WHAT YOU NEED TO DO => Reproduce the listing below word for word, from its start through the line containing "156], [225, 166]]]", with both ends included and the pictures left out.

(Boundary labeling items)
◇ ◇ ◇ ◇

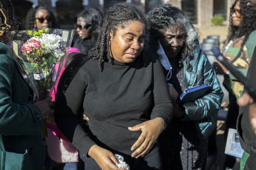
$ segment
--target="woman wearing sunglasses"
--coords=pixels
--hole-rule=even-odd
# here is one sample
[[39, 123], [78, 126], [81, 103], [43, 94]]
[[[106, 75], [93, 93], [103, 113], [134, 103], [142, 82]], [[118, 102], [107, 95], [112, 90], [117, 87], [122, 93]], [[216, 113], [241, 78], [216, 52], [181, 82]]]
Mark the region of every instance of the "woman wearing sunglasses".
[[52, 10], [46, 6], [37, 6], [31, 8], [26, 17], [26, 29], [59, 28]]
[[86, 9], [77, 15], [76, 30], [79, 38], [75, 41], [74, 47], [86, 53], [94, 47], [103, 18], [102, 12], [96, 8]]
[[[256, 12], [247, 6], [247, 1], [236, 0], [230, 8], [228, 36], [222, 53], [233, 65], [246, 76], [256, 45]], [[244, 85], [220, 62], [213, 63], [216, 72], [224, 75], [223, 84], [229, 92], [229, 105], [226, 118], [225, 137], [229, 128], [236, 129], [239, 107], [236, 99], [241, 95]], [[232, 168], [235, 158], [226, 156], [225, 166]]]

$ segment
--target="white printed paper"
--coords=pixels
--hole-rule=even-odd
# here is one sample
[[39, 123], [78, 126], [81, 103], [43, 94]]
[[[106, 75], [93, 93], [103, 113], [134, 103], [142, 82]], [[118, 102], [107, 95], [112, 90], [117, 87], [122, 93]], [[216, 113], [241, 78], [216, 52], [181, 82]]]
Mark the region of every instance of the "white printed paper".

◇ ◇ ◇ ◇

WRITTEN ANSWER =>
$ segment
--target="woman wearing sunglasses"
--coords=pixels
--hole-rule=even-odd
# here is one sample
[[39, 123], [78, 126], [81, 103], [43, 94]]
[[[106, 75], [93, 93], [103, 113], [134, 103], [142, 82]], [[118, 102], [107, 95], [112, 90], [117, 87], [122, 93]], [[216, 113], [241, 78], [216, 52], [181, 82]]]
Mark the region of every instance of the "woman wearing sunglasses".
[[52, 10], [46, 6], [37, 6], [31, 8], [26, 17], [26, 29], [59, 28]]
[[86, 9], [77, 15], [76, 30], [79, 38], [75, 41], [74, 47], [86, 53], [94, 47], [103, 18], [102, 12], [96, 8]]
[[[256, 12], [247, 6], [247, 1], [236, 0], [230, 8], [228, 36], [222, 53], [233, 65], [246, 76], [256, 45]], [[244, 85], [220, 62], [213, 63], [216, 72], [224, 75], [223, 84], [229, 92], [229, 105], [226, 118], [225, 137], [229, 128], [236, 129], [239, 107], [236, 99], [241, 95]], [[232, 168], [235, 158], [226, 156], [225, 166]]]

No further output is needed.